EXCERPT TO READ: Begin

Yesterday, Rubio joined Special Advisor to the President Ivanka Trump, Senators Tim Scott (R-SC) and Mike Lee (R-UT), and several members of the Senate and House to discuss the child tax credit. Rubio recently released an analysis showing this credit remains the best way to provide meaningful tax relief for working American families. Last week, the Senate unanimously voted to include the Rubio-Lee child tax credit amendment in its budget resolution.
Rubio’s speech can be watched here. A partial transcript of Rubio’s remarks is below.
U.S. Senator Marco Rubio
U.S. Senate Floor
Washington, D.C.
October 26, 2017
YouTube
RUBIO: We truly believe that the family is the most important institution in society and parenting is the most important job you will ever have. I don’t care what you are. You’re the president, a senator, a congressman. I don’t care what you do. The most important job you will ever have, the most influence you will ever have, the most impactful thing you will ever do is raise a family…
[R]aising children is expensive. If you’re raising children right now or have any time in the near past, you know how expensive it is. …
Just go out one day this weekend and talk to the people you know who are working parents and ask them. And they’re going to tell you one of the most expensive things they face, especially between the time their children are born and the time they turn four or five, is child care. In over two-thirds of the states in this country, it costs more, costs more for child care than it does to go to college. So imagine you make $800 a week that you take home but you have to spend $400 a week on child care for your two kids. That’s half your paycheck. So I’m not saying a child tax credit fixes all that. I’m saying that’s a cost that keeps going up. It’s the reason why the tax credit has lost about $300 in value from the time it was last expanded in 2003. And then the other thing to add to it is if you look at some of the changes being proposed on the personal deduction, that’s another $500 off.

EXCERPT TO READ: End
INFORMATION SUPPLIED: Begin

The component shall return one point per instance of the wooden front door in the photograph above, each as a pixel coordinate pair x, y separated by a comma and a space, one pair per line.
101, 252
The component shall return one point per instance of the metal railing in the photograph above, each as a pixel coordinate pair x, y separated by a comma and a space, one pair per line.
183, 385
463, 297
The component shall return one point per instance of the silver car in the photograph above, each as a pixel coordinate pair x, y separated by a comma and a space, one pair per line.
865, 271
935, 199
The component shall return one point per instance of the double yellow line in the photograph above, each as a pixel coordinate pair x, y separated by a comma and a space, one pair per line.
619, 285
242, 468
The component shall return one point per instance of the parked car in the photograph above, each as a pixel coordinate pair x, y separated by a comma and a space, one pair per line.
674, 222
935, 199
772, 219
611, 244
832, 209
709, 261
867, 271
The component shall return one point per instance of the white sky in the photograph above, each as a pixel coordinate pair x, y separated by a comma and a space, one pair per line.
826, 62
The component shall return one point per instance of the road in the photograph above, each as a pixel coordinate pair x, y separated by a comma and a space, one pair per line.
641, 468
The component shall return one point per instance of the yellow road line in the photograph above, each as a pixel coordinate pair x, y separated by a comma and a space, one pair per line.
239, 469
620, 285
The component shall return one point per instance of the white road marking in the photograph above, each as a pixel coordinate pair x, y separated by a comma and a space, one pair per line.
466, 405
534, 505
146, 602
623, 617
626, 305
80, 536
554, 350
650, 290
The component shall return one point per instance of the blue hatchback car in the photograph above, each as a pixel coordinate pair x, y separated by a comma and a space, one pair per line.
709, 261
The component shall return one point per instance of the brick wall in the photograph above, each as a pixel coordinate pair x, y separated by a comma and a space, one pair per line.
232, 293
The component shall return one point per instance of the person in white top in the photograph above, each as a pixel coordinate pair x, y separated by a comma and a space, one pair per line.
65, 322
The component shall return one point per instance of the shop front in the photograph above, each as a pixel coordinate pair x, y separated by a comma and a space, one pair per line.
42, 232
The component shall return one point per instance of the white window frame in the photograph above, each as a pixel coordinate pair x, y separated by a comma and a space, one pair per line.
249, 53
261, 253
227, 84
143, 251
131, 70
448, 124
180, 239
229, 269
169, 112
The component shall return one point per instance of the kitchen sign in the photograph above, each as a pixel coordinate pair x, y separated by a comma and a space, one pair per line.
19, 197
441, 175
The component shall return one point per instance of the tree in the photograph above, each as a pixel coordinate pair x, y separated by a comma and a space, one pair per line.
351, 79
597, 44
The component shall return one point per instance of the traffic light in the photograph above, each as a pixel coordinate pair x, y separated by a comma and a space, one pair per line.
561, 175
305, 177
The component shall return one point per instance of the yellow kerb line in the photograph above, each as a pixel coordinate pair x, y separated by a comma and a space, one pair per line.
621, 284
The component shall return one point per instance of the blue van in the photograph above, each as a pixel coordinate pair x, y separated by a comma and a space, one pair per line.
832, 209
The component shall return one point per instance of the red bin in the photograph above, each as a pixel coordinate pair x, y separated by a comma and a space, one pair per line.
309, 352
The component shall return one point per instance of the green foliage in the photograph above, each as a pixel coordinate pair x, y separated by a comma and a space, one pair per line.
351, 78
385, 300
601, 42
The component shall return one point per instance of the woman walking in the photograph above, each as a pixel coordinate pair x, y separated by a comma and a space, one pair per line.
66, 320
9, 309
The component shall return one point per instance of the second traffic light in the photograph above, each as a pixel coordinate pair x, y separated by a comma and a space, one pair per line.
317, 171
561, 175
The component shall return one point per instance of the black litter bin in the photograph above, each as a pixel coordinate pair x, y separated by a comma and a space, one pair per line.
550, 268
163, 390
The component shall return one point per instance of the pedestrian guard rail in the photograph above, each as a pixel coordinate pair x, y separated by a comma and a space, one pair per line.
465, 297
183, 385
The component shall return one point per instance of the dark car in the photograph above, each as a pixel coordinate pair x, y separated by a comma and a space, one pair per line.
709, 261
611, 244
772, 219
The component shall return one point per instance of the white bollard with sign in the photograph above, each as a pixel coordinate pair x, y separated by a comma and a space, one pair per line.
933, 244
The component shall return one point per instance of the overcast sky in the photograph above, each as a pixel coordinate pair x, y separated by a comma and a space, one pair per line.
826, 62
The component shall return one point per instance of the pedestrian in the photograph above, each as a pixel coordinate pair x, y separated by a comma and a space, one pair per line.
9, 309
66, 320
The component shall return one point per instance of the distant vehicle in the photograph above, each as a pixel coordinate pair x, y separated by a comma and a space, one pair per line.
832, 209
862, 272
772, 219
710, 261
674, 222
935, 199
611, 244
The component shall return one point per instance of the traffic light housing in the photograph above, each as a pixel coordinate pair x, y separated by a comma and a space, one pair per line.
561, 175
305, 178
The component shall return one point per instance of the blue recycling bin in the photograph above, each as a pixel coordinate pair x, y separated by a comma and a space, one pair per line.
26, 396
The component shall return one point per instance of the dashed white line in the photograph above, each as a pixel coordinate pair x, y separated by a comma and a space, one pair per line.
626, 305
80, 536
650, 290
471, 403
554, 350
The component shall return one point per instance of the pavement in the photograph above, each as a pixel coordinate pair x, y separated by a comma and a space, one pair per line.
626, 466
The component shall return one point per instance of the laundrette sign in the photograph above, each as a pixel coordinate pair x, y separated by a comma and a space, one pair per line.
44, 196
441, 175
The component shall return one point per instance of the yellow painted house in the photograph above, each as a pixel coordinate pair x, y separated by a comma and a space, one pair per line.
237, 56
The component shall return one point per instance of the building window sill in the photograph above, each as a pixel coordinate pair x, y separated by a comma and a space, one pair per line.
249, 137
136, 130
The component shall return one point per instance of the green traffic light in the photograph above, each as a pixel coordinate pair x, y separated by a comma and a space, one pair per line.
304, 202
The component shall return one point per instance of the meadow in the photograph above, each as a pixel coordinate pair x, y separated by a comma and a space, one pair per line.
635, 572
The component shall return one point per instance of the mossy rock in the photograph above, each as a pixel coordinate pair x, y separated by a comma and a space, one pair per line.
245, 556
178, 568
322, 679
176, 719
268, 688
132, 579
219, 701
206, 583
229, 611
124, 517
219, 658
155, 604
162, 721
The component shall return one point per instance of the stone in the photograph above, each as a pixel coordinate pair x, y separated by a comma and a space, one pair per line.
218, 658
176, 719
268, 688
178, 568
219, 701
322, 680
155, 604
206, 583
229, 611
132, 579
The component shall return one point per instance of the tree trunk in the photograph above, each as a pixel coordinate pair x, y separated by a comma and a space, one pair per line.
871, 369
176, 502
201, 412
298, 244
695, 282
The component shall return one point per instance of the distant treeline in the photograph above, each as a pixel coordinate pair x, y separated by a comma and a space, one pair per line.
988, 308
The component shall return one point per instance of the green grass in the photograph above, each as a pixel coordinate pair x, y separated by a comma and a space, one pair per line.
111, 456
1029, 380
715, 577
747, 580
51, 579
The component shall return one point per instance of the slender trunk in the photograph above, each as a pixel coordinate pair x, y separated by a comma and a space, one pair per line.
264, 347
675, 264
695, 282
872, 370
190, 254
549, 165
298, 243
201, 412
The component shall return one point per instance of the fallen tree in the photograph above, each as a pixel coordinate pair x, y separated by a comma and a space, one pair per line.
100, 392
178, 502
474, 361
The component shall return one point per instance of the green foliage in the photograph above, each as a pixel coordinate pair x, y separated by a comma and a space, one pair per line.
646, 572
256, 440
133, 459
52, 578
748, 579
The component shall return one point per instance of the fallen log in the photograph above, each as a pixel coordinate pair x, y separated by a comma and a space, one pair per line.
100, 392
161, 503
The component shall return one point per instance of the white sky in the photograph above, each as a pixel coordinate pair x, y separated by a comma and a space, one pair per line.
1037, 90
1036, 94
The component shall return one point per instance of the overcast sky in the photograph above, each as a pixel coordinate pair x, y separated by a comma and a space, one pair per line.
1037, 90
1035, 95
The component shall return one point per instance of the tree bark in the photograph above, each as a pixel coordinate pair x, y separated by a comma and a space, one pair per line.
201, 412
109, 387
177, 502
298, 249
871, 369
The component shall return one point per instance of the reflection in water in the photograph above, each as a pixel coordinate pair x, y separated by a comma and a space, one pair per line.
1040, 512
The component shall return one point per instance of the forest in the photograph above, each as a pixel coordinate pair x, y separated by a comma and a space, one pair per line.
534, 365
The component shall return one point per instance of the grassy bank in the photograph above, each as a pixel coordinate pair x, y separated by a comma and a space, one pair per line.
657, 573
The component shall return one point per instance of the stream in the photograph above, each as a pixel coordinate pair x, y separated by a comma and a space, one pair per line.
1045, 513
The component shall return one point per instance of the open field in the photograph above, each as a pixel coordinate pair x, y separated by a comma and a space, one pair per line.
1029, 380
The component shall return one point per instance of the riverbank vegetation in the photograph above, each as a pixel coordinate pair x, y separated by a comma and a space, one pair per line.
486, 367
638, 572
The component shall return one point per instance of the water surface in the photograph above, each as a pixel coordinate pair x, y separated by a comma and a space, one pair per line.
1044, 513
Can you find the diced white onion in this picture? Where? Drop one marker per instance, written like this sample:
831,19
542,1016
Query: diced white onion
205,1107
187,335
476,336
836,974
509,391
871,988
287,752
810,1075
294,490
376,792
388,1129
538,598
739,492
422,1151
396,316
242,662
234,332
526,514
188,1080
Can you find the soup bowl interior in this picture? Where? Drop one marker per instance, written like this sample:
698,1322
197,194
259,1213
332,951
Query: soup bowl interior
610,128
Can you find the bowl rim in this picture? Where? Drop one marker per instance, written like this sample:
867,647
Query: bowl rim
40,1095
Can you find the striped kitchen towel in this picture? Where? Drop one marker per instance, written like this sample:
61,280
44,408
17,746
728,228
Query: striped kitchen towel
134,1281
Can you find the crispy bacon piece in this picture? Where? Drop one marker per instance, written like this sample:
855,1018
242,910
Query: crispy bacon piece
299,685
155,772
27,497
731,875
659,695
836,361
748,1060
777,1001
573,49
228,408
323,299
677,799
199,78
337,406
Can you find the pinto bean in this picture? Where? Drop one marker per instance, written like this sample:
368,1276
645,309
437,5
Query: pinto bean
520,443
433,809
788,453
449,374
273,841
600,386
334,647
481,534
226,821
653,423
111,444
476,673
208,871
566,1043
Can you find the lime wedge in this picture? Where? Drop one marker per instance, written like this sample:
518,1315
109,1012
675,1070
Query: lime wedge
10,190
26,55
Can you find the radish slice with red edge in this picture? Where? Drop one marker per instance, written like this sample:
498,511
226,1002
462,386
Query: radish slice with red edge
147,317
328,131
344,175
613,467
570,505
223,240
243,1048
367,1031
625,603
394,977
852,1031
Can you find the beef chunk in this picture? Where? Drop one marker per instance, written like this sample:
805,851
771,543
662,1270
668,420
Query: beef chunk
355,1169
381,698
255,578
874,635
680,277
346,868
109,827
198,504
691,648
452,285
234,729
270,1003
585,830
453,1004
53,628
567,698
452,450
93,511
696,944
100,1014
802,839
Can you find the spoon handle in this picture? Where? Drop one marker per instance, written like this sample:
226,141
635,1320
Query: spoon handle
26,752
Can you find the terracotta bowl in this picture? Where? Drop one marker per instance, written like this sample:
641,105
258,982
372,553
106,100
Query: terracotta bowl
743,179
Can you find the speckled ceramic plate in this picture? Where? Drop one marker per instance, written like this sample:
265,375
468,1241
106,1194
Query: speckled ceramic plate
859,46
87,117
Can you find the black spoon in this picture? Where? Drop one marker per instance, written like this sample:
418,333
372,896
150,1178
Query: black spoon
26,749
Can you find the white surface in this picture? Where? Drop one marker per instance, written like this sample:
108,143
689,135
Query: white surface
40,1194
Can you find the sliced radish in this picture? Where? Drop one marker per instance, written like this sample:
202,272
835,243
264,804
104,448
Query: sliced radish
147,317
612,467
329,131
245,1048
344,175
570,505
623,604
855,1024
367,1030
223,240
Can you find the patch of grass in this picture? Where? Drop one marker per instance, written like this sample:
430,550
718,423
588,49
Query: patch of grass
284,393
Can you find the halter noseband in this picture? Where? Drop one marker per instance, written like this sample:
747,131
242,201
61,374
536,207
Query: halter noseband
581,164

INFORMATION SUPPLIED: End

_PROBLEMS TO WORK ON_
1. Copy the portion of the child tax credit passage between "Yesterday, Rubio joined" and "remarks is below.", inclusive.
2. Pick up the child tax credit passage after its final sentence and continue writing it.

_TASK RESPONSES_
1.
Yesterday, Rubio joined Special Advisor to the President Ivanka Trump, Senators Tim Scott (R-SC) and Mike Lee (R-UT), and several members of the Senate and House to discuss the child tax credit. Rubio recently released an analysis showing this credit remains the best way to provide meaningful tax relief for working American families. Last week, the Senate unanimously voted to include the Rubio-Lee child tax credit amendment in its budget resolution.
Rubio’s speech can be watched here. A partial transcript of Rubio’s remarks is below.

2.
So, in essence, unless the [child tax credit] at $800 per child, we are just breaking even. And that’s why we have to have a child tax credit that’s at least $2,000 to really have an impact.
And the other thing we have to do is make it refundable. What that means, it has to apply against payroll tax – Medicare, social security taxes that comes to fica that comes immediately off your paycheck. Everybody pays that tax. Not everybody pays income tax because if you don’t make more than a certain amount of money, you don’t have an income tax liability. But you are paying taxes. It’s called the payroll tax. And if we don’t deal with that, if we don’t make the child tax credit apply to that, then you’re basically not cutting taxes or not helping the vast majority of people who need it.